PROVIDED TEXT.

----

The aviation element is a composite squadron of MV-22s and CH-53 Super Stallions. With a combat logistics element, SC MAGTF 2/2 will operate aboard USS Mesa Verde and the littoral combat ship USS Independence (LCS-2), which will meet them in theater. Command and control is accomplished by augmenting the headquarters of 2/2 with additional personnel from the regiment, thus making the battalion headquarters element also serve as the SC MAGTF headquarters element. This headquarters element provides direct command and control of its security cooperation activities, as directed by the AFRICOM combatant commander and coordinated through the regional Marine Corps Training and Advisory Group.
After completing predeployment training, SC MAGTF 2/2 deploys by air to Rota, Spain, marries up with its equipment and embarks on the ships. The SC MAGTF headquarters, the subordinate element headquarters and Company E, acting as the reserve, remain aboard ship. Weapons Company leathernecks also remain aboard ship.
“Fox” Co, reinforced with the engineer platoon, deploys directly from Rota to southwest Algeria to train with the Algerian military on patrolling techniques and border enforcement. The military police, along with the federal law enforcement agents, head to Lagos, Nigeria, to work with government security forces on antidrug-smuggling efforts.
Finally, Golf Co conducts dispersed operations with three platoons, reinforced with explosive ordnance disposal and civil affairs Marines, conducting humanitarian operations with USAID and the United Nations World Food Programme as well as de-mining efforts across the trans-Sahel region of Africa with U.N. and African Union forces.

----

Collected data.
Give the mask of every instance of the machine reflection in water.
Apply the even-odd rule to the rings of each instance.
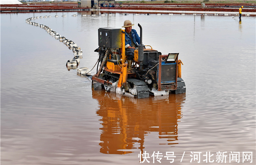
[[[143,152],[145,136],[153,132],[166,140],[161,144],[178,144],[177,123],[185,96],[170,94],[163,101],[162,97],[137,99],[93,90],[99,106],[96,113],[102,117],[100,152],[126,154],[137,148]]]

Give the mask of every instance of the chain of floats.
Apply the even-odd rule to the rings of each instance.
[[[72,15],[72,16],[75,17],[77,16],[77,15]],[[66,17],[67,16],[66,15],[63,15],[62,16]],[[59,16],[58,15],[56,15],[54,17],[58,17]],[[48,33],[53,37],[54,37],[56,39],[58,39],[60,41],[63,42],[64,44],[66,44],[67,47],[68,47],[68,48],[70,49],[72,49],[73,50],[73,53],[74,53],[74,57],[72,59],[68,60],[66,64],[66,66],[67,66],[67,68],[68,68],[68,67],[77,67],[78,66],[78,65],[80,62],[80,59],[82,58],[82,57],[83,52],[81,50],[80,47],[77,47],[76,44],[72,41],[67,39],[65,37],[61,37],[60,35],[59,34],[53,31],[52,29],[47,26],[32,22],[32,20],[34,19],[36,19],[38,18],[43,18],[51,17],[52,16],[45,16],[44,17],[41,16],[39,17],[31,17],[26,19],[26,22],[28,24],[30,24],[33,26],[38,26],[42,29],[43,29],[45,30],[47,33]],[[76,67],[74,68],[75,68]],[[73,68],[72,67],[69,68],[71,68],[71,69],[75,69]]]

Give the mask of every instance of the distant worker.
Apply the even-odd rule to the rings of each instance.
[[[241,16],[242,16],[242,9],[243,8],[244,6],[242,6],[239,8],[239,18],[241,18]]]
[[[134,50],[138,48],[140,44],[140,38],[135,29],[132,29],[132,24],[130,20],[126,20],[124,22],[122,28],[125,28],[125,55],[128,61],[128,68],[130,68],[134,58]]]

----

TASK DIRECTIONS.
Continue the text about the SC MAGTF 2/2 deployment from the point where it ends.

RESPONSE TO THIS TASK.
SC MAGTF 2/2 is able to support all of these widely dispersed operations by leveraging the advantages of the sea-based GFS and organic logistics element supported by the long-range Ospreys, as well as contracted local services.
In our example scenario, with six weeks remaining in the deployment, SC MAGTF 2/2 is ordered to respond to the U.S. ambassador’s call for help in Sierra Leone. Large violent riots threaten national elections with the additional possibility of a military coup in the capital of Freetown. The headquarters element and Echo and Weapons companies, still operating at sea, sail for Freetown.
MV-22s gather platoons from Golf Co and fly directly to the capital, with Fox Co boarding C-130 aircraft sent from Rota. SC MAGTF 2/2 remains in Freetown providing additional embassy security and safeguarding the nearby municipal soccer stadium and port facilities in preparation for a possible noncombatant evacuation operation. With the arrival of the 24th MEU, the situation calms and SC MAGTF 2/2 returns to its original mission.
This example shows one possible deployment cycle of an SC MAGTF, but even more important is the continuous forward presence established with this concept. As SC MAGTF 2/2 is leaving West Africa, another SC MAGTF is ready to immediately replace it, falling in on the same gear.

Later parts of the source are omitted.